• [TEXT PASSAGE]:
Happy Distracted Driving Awareness Month, everybody.
Here’s an Internet trope that frequently pops up whenever bicycles are mentioned in the news. Stop me if you’ve heard this one before.
I’m a pedestrian, a cyclist, and I drive a car. Bikes might be only 1% of the traffic, but they’re responsible for 99% of the traffic violations I SEE EVERYDAY. Car drivers are licensed, responsible, and OBEY THE LAW. Maybe one in 50 drivers break the law.
What kind of fairy tale land do these people live in where the vast majority of motorists obey the law? Here’s what I see every single day I’m on the road.
During lunch today, I biked around the block at my office. I counted 12 cars leave the office parking lot — EVERY ONE OF THEM RAN A STOP SIGN and EVERY ONE OF THEM ROLLED THROUGH A RED LIGHT and EVERY ONE OF THEM FAILED TO SIGNAL THEIR TURN. Two of them nearly mowed down a crowd of pedestrians walking to lunch and VIOLATED THEIR RIGHT OF WAY. (An aside — besides stopping short to avoid getting hit by the speeding cars, I betcha this right-of-way violation was not noticed by the walkers. If I had pulled the same move on my bike, however, and startled them as I whizzed closely by, they almost certainly would have gotten a little upset at scofflaw cyclists endangering their lives. We call this “modal bias.”)
For those keeping count, that’s at least 38 moving violations by 12 drivers in the span of about 90 seconds. Instead of the one in fifty proportion of scofflaws to legal drivers I’ve seen in online claims, these guys are batting 1.000.
Here’s another violation I see every single day I go to the office.
This driver is violating California Vehicle Code 21453, which says drivers must stop before the stop bar or the crosswalk at a red light. This guy was also talking on his cell phone and his turn signal wasn’t on. This is in a left turn lane where the light is always red until a car stops on the detector loop, so it’s not like he was surprised by a yellow light and couldn’t stop before the crosswalk.
So tell me — where is this land of make believe where drivers don’t constantly endanger the lives of everybody around them?
Please understand I don’t get particularly uptight about the scofflaw behavior itself. If I did, I’d probably be unable to function, and I imagine it’s part of the reason most of us ignore the lawbreaking. It’s the rank hypocrisy that people believe they’re much more law abiding inside of a car that drives me a little nuts sometimes.
And for some real irony, SF Citizen holds a phone to shoot video while driving down Castro Street in San Francisco and then presumes to lecture cyclists on traffic safety. While a cyclist kills a pedestrian in a rare bad year in San Francisco, car and truck drivers routinely kill at least one every month, but there’s rarely never any outcry from the public, city council or the media when that happens. When’s the last time Matier & Ross published anonymous tips about a random car fatality in San Francisco?
I’ve never created a “Rant” category, so file this one under Musings.
Thank you. I feel like I ranted vicariously.
Couldn’t agree more. The bike fatality coverage definitely has to do with its rarity, as backward as it is that’s the kind of attention getting news world we live in, I don’t think it’s right I’d like to change it as much as you. I think a lot of car drivers feel threatened by bicyclists because it makes them have to pay more attention to their driving surroundings something they would rather not do. I’d like to see more traffic cops at busy intersections not cameras, more road diets, and separated bike lanes.

• [DATASET ROWS]:

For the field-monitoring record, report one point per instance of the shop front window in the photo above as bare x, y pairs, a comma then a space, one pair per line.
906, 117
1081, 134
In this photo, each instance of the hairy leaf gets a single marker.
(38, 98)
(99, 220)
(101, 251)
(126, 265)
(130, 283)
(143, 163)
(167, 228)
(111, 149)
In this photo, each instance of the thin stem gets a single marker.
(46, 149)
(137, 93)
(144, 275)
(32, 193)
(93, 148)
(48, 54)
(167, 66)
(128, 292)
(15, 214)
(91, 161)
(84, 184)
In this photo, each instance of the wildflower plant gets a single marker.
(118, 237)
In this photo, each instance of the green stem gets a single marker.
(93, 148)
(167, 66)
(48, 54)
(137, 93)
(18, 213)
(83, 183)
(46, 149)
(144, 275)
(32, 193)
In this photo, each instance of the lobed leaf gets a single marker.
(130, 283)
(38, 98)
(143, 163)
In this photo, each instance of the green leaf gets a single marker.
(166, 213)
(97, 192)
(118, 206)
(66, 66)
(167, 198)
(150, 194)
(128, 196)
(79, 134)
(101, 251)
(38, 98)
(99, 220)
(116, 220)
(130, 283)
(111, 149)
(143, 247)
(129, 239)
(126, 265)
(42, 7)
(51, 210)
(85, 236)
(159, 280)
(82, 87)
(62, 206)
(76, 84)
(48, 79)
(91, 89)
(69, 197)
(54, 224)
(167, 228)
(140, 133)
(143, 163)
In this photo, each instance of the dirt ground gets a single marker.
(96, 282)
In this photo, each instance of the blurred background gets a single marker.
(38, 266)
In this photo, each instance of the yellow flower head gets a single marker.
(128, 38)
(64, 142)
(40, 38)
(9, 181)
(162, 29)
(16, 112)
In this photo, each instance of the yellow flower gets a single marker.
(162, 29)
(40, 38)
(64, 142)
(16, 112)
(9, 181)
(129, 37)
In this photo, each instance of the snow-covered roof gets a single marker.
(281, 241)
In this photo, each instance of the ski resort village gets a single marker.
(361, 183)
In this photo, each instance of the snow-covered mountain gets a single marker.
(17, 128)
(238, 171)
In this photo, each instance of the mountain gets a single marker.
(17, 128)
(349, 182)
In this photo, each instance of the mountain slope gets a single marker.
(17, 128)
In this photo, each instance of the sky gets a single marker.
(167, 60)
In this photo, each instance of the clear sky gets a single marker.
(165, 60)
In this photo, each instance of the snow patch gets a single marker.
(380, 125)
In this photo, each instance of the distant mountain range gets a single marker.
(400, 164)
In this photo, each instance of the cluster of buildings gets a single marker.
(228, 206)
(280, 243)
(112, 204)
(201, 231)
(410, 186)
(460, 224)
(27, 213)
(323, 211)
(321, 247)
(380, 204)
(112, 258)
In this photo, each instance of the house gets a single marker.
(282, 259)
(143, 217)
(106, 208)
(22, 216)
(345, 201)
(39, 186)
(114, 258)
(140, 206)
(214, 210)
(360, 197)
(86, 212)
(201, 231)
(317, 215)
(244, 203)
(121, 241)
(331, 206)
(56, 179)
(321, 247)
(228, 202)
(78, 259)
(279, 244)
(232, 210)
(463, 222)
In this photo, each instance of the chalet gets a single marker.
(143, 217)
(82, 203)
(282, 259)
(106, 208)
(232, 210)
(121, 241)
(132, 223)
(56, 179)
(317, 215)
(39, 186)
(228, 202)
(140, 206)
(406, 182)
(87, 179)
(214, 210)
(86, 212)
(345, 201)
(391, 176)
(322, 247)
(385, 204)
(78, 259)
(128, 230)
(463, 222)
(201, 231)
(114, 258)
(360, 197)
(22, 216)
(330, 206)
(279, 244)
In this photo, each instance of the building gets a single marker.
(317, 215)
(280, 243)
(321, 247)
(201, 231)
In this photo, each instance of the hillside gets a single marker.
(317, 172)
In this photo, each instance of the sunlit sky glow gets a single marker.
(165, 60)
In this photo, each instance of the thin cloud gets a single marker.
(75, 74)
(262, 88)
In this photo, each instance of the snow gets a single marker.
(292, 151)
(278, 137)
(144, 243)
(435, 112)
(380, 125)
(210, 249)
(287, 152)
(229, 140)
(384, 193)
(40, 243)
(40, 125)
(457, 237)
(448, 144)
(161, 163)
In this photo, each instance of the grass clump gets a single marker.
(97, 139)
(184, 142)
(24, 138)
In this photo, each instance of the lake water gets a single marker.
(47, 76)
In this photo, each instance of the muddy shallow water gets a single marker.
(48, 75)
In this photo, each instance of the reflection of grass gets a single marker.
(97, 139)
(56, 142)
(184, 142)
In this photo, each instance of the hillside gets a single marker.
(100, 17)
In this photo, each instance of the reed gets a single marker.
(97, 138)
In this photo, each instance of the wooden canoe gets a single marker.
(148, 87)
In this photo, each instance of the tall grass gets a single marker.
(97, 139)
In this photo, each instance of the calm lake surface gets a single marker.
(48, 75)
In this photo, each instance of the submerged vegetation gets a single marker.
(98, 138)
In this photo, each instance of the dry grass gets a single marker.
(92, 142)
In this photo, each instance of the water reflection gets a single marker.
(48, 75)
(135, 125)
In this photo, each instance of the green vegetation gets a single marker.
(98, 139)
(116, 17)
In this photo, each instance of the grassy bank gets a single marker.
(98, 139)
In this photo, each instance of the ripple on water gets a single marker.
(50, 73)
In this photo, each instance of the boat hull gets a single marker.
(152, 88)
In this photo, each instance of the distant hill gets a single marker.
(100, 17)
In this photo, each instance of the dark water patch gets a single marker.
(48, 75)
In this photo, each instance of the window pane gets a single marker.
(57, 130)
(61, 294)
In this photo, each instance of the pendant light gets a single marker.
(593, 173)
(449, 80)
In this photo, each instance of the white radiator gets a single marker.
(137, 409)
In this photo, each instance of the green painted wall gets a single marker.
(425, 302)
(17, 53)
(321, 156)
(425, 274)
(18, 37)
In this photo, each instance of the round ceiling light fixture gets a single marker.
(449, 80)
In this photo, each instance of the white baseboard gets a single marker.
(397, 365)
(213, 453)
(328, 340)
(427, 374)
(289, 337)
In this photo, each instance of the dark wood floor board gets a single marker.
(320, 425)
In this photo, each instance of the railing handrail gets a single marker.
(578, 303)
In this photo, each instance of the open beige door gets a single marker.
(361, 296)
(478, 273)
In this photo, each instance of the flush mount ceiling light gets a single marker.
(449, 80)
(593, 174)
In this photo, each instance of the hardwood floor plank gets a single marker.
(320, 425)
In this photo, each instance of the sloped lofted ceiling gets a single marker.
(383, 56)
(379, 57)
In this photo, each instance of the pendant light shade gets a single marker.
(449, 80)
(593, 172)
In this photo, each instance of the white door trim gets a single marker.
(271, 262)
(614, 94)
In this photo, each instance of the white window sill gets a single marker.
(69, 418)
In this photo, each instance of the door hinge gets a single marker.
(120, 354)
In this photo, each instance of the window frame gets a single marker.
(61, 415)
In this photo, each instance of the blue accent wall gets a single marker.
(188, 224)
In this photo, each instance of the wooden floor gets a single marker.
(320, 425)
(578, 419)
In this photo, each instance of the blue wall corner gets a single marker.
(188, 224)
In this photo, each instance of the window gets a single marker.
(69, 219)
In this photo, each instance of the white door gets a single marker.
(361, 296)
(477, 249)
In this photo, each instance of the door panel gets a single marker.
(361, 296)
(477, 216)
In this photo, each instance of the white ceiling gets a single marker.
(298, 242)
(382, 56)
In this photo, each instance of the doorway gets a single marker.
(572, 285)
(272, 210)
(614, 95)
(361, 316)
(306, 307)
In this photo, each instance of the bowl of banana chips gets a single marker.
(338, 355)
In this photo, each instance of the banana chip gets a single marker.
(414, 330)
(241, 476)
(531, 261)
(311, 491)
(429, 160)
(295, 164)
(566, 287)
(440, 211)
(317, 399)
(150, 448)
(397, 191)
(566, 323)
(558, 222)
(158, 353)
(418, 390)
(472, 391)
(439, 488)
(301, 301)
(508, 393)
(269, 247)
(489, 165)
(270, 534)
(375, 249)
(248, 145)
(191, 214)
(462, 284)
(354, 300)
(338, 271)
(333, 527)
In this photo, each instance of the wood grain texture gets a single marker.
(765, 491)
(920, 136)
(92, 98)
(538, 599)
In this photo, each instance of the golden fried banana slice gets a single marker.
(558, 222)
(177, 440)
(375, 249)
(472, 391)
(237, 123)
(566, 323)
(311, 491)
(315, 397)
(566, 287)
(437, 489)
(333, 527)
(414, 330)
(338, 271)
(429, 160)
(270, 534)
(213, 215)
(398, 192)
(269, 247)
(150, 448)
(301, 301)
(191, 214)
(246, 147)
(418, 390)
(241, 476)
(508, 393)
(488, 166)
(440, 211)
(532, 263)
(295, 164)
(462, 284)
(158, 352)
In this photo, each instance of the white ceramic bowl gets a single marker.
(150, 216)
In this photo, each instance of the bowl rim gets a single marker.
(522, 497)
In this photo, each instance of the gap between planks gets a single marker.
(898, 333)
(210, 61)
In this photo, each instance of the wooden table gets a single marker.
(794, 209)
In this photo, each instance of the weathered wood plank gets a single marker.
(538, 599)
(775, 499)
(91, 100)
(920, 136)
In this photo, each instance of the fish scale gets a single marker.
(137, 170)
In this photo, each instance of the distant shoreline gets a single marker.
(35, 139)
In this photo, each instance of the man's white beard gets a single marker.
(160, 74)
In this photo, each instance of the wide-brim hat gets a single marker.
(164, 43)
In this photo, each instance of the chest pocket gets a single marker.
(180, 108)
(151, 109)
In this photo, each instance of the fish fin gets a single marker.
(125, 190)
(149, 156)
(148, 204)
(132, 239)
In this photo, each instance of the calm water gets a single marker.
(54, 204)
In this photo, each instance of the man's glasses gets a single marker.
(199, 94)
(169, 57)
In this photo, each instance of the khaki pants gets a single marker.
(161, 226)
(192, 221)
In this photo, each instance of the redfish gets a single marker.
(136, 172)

• [WORK TO COMPLETE]:
• 1. Find every line in the entries that contains the string "calm" and copy each of those lines.
• 2. Continue the post about drivers, cyclists, and traffic violations from its final line.

• [ANSWERS PROVIDED]:
• 1.
In this photo, each instance of the calm lake surface gets a single marker.
In this photo, each instance of the calm water gets a single marker.

• 2.
This is what is happening in the mind of the driver:
Driving is a legitimate, normal activity that normal people do. Cycling is a deviant activity that deviant people do because they think they’re better than everyone else / poor / stupid / whatever. So of course drivers breaking the law is normal and OK, but cyclists should really be out there in the first place so they deserve to be punished.
make that “shouldn’t really be out there in the first place”
“…his turn signal wasn’t on. This is in a left turn lane…”I don’t know what the law says in this regard, but I’ve always thought that a turn signal in a left turn lane was redundant and unnecessary.
Otherwise, great article! There are some people like this on the Bicycling Reddit page, that claim that they’re cyclists too but go on to say how cyclists shouldn’t take the lane when there’s no bike lane and should be on the sidewalk. To that I say, “No. You’re not a cyclist. Get off this subreddit.”
If a motorist slows from 30MPH to 10 at a stop sign, he clearly slowed down a lot and nobody will think ill of him or her. If a cyclist slows from 12 to 10, it appears much worse. Even to a pedestrian. More often, the cyclist simply continues the cadence right through the stop sign. It would seem good form to at least make the pretence by backpedaling prior to the sign. At least most motorists at least tap the brakes for a bit. We must recognize that, as a small minority, cyclists seem strange and scary to quite a few people.
Amen! I hear ya on modal bias! Cars do illegal things around and to me every day I’m on the bike.
I got pulled over by a cop the other day for rolling through a stop sign at a t-intersection. They camped out at Harrison & 15th all morning and gave me a lecture about stopping at stop signs. Today on the same route, I saw all the cars before and after me run the stop sign.I can barely make it through the yellows on Market, because the long intersections are timed for cars. And there’s always pedestrians who jump the green light and step out before their light goes on. This happens mostly because I stopped at the previous red light and couldn’t accelerate enough to make it through the next timed light. Anyways, most traffic lights are not even designed with consideration of bicycle start and stop speeds. Most yellows need an extra .5 seconds before turning red IMO.
If police enforced motor vehicle law most municipalities in the U.S. would no longer be broke.
Here’s one from a pedestrian perspective. My street connects three major roads. So I go to Atwells Avenue an Knight Street in Providence, RI. A city councilman was struck by a car on this road in the recent past so they put in bright yellow/green signs, raised crosswalks at certain locations, etc.
I tried crossing, had both feet IN THE CROSSWALK and counted 25 cars blow through. I wrote my city councilor about it. You see, a crosswalk violation is $175. In just two minutes the city would have gotten $4,375 in fines!
You didn’t even mention speed limit laws, which are a bit unusual in that most motorists are actually consciously aware of violating them but do so anyway.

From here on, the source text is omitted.